[START Supplied information]

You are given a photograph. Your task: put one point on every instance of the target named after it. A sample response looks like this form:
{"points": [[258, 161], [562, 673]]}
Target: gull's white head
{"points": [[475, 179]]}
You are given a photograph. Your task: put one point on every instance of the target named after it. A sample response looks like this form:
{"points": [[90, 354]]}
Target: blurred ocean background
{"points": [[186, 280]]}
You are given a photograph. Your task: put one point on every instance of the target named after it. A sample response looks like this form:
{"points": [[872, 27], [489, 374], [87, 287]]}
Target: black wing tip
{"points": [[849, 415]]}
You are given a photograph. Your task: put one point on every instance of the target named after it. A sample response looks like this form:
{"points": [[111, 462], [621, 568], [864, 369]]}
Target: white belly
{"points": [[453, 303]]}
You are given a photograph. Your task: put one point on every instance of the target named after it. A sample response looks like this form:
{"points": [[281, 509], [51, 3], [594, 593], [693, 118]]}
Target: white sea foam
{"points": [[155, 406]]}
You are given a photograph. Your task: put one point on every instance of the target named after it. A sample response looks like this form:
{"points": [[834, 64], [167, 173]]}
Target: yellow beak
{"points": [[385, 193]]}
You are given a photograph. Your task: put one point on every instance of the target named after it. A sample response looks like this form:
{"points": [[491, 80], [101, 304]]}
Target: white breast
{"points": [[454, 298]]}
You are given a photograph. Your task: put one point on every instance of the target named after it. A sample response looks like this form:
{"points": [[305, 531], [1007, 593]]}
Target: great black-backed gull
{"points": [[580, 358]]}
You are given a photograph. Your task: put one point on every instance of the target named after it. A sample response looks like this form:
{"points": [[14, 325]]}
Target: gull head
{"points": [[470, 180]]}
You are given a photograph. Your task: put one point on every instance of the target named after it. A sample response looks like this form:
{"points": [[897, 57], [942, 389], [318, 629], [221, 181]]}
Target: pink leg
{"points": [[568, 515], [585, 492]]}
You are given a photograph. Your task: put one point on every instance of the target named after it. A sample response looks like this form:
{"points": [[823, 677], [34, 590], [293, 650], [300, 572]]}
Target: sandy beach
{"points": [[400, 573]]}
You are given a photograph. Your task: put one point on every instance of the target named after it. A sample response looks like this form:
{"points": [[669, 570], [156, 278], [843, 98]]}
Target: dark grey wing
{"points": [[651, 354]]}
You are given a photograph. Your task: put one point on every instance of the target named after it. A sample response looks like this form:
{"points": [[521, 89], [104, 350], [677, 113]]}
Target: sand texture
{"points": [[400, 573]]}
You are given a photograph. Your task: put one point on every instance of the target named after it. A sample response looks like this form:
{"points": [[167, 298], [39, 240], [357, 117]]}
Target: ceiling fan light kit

[END Supplied information]

Exercise: List every line in the rows above that contains the string "black". Case counts.

Answer below:
Target: black wing tip
Target: great black-backed gull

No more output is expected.